→ **Problem to solve**: Return, from the material below, each line in which the word "planter" is present.

##### Records shown #####

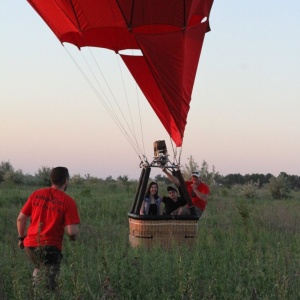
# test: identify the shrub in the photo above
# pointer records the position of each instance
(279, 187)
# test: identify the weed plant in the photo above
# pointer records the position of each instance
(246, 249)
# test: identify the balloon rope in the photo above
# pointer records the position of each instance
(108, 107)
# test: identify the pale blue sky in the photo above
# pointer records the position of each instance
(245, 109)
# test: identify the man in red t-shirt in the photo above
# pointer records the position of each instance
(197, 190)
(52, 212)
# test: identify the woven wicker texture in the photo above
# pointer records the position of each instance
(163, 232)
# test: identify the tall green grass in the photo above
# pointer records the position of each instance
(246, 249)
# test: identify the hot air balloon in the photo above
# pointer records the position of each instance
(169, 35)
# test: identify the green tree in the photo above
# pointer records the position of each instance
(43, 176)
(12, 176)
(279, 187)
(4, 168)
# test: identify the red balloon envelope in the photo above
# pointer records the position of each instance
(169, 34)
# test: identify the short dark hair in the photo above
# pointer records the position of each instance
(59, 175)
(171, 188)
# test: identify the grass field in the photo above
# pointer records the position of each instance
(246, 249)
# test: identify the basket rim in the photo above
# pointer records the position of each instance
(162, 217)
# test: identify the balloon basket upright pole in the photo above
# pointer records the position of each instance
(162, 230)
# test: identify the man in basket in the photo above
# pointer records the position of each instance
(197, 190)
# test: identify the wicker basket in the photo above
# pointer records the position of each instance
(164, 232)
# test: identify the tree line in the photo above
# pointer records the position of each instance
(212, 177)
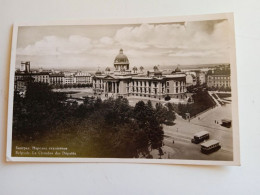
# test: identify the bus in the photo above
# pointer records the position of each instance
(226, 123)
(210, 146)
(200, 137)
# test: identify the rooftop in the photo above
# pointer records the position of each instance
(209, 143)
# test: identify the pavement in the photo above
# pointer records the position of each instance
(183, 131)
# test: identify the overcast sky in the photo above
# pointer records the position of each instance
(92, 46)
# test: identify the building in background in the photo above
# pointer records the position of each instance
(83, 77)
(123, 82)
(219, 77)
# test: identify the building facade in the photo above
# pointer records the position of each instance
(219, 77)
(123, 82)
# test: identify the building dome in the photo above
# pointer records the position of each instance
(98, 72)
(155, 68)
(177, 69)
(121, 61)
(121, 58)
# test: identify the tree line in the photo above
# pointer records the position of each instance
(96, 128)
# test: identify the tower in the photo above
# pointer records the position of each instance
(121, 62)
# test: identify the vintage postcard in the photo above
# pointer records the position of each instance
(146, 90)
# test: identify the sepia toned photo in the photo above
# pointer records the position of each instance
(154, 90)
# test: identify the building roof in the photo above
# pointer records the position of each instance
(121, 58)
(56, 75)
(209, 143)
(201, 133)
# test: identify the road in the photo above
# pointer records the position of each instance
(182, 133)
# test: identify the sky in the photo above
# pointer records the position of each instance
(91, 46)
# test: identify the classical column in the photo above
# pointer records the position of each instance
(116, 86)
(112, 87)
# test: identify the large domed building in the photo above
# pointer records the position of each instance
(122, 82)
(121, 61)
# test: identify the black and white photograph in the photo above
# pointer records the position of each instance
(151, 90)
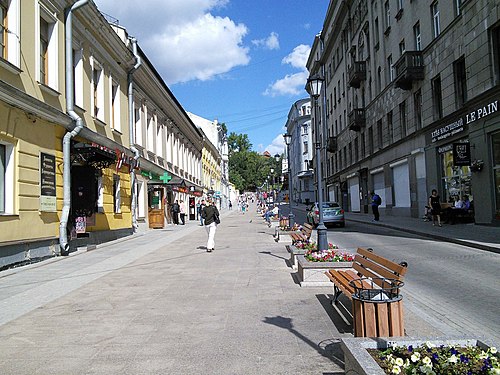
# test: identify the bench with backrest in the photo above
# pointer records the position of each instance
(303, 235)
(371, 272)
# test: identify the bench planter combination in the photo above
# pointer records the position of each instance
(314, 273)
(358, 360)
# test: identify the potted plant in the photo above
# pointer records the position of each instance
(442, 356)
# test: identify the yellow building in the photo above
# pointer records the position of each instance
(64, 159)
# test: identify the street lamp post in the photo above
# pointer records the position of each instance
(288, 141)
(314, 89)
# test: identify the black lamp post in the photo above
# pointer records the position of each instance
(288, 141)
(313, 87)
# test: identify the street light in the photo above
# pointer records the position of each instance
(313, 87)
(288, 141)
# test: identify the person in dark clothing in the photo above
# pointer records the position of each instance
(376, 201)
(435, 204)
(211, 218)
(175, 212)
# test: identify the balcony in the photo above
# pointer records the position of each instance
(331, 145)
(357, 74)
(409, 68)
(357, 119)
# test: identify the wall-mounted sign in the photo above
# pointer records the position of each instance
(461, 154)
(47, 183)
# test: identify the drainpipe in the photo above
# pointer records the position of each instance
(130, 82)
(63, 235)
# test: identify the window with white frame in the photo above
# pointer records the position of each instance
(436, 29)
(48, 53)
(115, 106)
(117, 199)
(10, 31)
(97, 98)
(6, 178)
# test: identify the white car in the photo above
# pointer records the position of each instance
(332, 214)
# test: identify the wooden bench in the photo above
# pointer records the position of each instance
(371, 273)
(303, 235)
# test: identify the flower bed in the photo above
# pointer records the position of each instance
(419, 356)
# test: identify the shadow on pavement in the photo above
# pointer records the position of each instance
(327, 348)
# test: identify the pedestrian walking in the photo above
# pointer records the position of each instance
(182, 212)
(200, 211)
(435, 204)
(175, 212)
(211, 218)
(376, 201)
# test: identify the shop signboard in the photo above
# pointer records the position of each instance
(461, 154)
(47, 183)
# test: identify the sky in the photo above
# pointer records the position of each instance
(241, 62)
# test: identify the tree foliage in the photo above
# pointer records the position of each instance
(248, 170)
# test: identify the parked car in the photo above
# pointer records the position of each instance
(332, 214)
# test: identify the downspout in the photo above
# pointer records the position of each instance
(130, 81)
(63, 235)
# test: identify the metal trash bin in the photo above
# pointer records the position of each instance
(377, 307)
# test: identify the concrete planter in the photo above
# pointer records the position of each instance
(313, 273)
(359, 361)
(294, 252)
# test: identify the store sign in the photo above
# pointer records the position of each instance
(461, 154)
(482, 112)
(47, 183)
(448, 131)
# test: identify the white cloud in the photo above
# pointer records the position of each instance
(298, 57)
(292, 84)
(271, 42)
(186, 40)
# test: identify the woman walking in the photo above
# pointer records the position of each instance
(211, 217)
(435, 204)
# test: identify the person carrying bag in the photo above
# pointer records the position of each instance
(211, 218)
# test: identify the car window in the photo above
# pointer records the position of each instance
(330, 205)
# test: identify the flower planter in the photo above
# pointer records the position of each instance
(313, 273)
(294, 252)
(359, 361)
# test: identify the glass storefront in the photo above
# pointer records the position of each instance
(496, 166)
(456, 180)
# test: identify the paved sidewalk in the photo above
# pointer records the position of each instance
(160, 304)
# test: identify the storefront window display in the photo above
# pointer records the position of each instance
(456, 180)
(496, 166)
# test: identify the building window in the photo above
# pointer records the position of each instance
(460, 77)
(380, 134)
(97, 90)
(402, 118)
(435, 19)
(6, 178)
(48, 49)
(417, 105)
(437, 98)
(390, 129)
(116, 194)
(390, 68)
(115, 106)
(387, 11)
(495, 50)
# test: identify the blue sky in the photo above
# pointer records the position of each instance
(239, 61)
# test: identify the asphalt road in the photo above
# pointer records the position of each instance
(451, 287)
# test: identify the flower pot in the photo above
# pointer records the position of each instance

#####

→ **Solution to the problem**:
# test: identify the bench planter combination in the photo above
# test: identify the concrete planter in the photo above
# test: identify the flower planter in the photo above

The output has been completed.